### ABOUT THIS EXERCISE
Output each record exactly as given. Leave out every picture.

(Point-per-instance localization data)
-*-*-

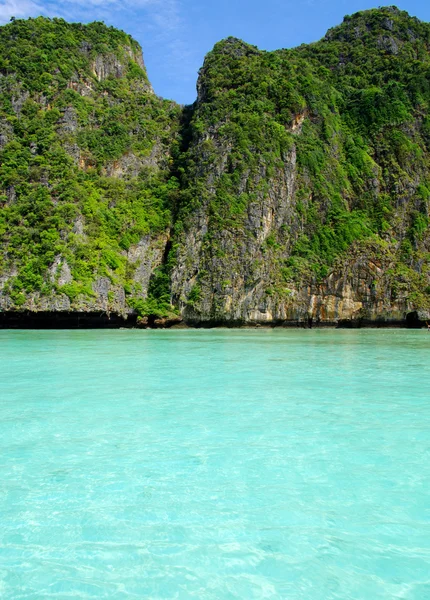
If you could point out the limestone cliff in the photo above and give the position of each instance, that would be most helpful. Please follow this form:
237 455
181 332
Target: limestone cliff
295 190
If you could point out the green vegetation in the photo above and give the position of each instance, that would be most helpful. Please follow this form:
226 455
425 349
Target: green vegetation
291 160
84 173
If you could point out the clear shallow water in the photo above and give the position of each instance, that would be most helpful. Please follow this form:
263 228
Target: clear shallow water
215 464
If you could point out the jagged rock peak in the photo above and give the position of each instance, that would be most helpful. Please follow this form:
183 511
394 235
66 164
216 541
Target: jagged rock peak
368 24
234 47
54 45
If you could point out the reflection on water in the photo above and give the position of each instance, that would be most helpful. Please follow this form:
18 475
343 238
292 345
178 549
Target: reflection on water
215 464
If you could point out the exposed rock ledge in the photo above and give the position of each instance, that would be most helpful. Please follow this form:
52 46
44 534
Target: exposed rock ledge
102 320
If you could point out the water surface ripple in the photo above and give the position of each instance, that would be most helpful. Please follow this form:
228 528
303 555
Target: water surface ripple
215 464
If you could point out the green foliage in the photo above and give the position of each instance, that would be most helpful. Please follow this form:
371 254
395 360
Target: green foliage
92 165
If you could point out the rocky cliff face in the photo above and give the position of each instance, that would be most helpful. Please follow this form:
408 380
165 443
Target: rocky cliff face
295 190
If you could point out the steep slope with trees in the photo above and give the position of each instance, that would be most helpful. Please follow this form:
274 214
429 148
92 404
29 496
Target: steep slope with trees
295 189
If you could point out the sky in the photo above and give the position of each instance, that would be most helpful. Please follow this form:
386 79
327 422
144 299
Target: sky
175 35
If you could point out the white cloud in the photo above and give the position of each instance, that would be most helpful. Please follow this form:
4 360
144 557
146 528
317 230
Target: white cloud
163 13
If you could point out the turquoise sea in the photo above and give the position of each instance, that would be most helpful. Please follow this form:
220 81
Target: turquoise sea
215 464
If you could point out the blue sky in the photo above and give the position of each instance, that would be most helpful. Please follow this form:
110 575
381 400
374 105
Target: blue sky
176 34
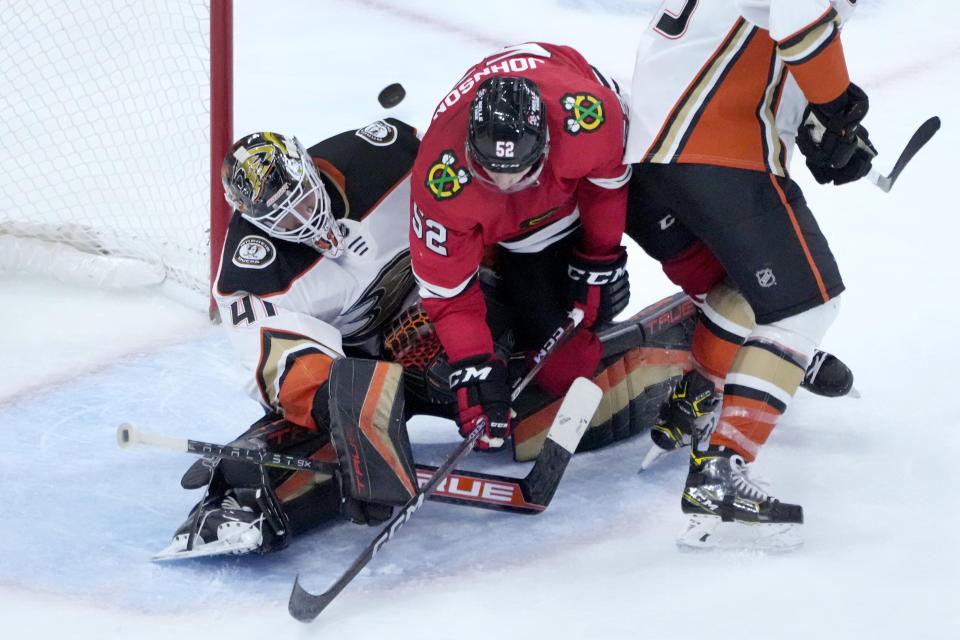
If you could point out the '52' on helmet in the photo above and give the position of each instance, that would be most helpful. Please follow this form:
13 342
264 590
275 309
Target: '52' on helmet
272 181
507 131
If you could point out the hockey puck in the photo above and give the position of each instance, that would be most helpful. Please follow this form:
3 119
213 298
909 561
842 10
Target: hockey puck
391 95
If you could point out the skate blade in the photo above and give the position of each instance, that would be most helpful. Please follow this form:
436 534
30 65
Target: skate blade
709 533
239 542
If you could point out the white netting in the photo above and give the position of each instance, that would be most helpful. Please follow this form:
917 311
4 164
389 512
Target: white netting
106 129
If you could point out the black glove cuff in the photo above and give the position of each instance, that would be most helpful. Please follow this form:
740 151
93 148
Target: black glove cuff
597 271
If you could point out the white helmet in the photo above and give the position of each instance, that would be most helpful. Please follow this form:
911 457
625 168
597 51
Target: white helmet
272 181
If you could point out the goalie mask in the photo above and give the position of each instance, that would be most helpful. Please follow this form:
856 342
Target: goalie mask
272 181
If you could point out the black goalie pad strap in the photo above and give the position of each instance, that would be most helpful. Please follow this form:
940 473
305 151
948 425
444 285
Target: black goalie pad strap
369 433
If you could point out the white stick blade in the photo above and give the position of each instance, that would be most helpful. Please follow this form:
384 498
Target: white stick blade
575 413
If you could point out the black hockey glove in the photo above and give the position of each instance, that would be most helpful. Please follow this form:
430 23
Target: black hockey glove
483 397
836 146
599 285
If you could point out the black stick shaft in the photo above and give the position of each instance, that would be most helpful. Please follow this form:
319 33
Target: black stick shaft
305 606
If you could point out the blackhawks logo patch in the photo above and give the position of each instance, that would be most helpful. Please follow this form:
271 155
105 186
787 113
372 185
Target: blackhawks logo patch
445 179
585 112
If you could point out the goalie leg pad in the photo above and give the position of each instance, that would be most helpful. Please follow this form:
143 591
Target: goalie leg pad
369 432
633 386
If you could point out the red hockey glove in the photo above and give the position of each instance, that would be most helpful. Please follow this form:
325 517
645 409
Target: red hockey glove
836 146
480 384
599 285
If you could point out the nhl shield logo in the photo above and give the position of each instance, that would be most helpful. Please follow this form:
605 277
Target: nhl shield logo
379 133
765 278
254 252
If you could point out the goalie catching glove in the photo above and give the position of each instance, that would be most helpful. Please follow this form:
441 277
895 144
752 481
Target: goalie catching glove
837 147
483 398
599 285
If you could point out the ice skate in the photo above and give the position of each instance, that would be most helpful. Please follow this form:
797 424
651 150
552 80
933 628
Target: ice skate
685 416
729 510
230 528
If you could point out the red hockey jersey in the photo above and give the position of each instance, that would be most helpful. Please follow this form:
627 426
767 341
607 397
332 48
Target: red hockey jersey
454 217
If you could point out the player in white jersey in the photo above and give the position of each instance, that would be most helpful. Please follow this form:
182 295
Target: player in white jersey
711 198
315 266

-*-*-

### ANSWER TO THE EXERCISE
If you could point out the limestone cliff in the photo above and give the position of each instance, that would be most helpful. Please follow this form:
237 455
181 332
Target: limestone cliff
295 190
If you could point out the green vegetation in the photo above and give the position of each instance, that would be most helpful. Please follow this form:
226 455
425 349
Target: green vegetation
291 160
84 173
If you could point out the clear shallow water in the photo above and give the position of each instance, that would be most helpful. Please follow this form:
263 228
Target: clear shallow water
215 464
If you could point out the jagged rock peak in the photo above and give the position of each instance, that would be most helpful. Please follow this form:
183 511
394 235
66 164
216 541
Target: jagged rock peak
368 24
234 47
54 45
If you could point out the reflection on water in the photo above and give the position of each instance, that would be most helpful. Please follow this form:
18 475
343 238
292 345
178 549
Target: reflection on water
215 464
If you could point out the exposed rock ledge in the photo above and give the position of each instance, that would be most helpful. Please follow this form:
52 46
44 534
Target: exposed rock ledge
102 320
If you could point out the water surface ripple in the photo above and give the position of each instance, that would be most helpful. Please follow this form:
228 528
303 555
Target: water surface ripple
215 464
If you could point out the green foliage in the photo above and give the position of each instance, that would be most helpful. Please follow this form:
371 254
395 360
Target: green foliage
92 165
If you could point out the rocky cliff face in the photo above and give the position of each instance, that would be most helpful. Please follow this form:
408 380
165 443
Target: rocky cliff face
295 190
If you could point out the steep slope with trees in the photo above and give the position of each instance, that would be most helpful. Please follow this form:
274 214
429 148
92 404
29 496
Target: steep slope with trees
295 189
If you could point out the sky in the photo above and give the position of each instance, that would be most helpful. Please follow this form:
386 79
327 422
144 299
Target: sky
175 35
If you could point out the white cloud in the photo above and give the position of each instance, that would be most helpful. Please follow this form:
4 360
144 557
146 528
317 230
Target: white cloud
163 13
If you could point out the turquoise sea in the photo above and give the position of each instance, that would be most helpful. Please follow this form:
220 81
Target: turquoise sea
215 464
If you could point out the blue sky in the photo above and give the position of each instance, that would be most helpful. Please follow this form:
110 575
381 400
374 105
Target: blue sky
176 34
If you could point out the '52' on helmet in the photo above and give the position of each instance, that would be most helpful. Please follow this form:
13 342
264 590
275 309
Target: '52' on helmet
272 181
507 131
If you could point out the hockey puck in the photo above and give the position of each instance, that would be most helpful. Please follow this form:
3 119
213 298
909 561
842 10
Target: hockey puck
391 95
If you could point out the skate blade in the photo above and give the position of each instance, that would be most helpful. Please follow this form:
436 534
30 65
Target: skate blade
709 533
239 542
If you could point out the white netting in the photo above and give the position of each instance, that would be most helpful. Please follow this form:
917 311
4 164
389 512
Target: white netting
106 129
If you could point out the black glove cuff in the photo above and give the position of each instance, that would be most helpful. Please follow this form:
740 151
93 148
Target: black glove cuff
597 271
If you could point out the white helmet in the photo above and give the position of each instance, that would be most helpful. Please follow this form:
911 457
625 168
597 51
Target: white helmet
272 181
If you could point out the goalie mask in the photo above and give the position of each instance, that would be most helpful. Please follow this form:
856 342
Target: goalie mask
272 181
If you could point out the black goalie pad strap in the photo above and give the position of each instance, that would be most helpful. Please follow this form:
940 473
305 151
948 425
444 285
Target: black goalie pad strap
369 433
If you could point out the white stick blade in the photo above and give the position of each instance, that would be most helpful. Please follow this form:
384 498
Target: white stick blade
575 413
If you could point out the black hockey glove in the photo above and give the position of each instance, that would be most helpful. Please follow this form:
430 23
Target: black hockey glove
483 397
836 146
599 285
If you could point out the black stick shaft in the photo above and give the position of each instance, that would be most helpful. Please follow this form:
319 33
Target: black stick shaft
305 606
If you could point out the blackhawks logo patch in the photo above and give the position of each instance, that would be most helpful. Please follow this form:
271 155
105 186
787 113
372 185
Target: blackhawks logo patch
445 179
585 112
If you could point out the goalie leg pad in the photo above and give the position of each instance, that would be most helpful. Please follow this form:
143 591
Target: goalie leg pad
369 432
633 386
If you could point out the red hockey glove in the photo above and give the position of each instance, that would be most helpful. Please follow this form:
325 517
645 409
Target: red hockey glove
836 146
480 384
599 285
If you could point out the nhl shield logo in the photo above and give the position of each instance, that would be most helpful. Please follow this form:
605 277
Target: nhl shield logo
379 133
765 278
254 252
If you could point out the goalie catching glove in the photo above and give the position of each instance, that would be most helpful. Please follow this form:
441 277
895 144
752 481
Target: goalie catching glove
837 147
483 398
599 285
If you could point out the ice skate in the photo above and give the position of each instance, that would be most helpful. Please follow this form:
797 424
651 150
552 80
933 628
Target: ice skate
685 416
729 510
230 528
If you could point out the red hockey jersey in the photo above and give the position of each instance, that would be most helpful. Please follow this form:
627 426
767 341
607 397
332 48
Target: red hockey jersey
454 217
If you could point out the player in white jersey in the photo above and give the position of each instance, that would be most helpful. Please follow this form:
182 295
Target: player in white jersey
711 198
315 266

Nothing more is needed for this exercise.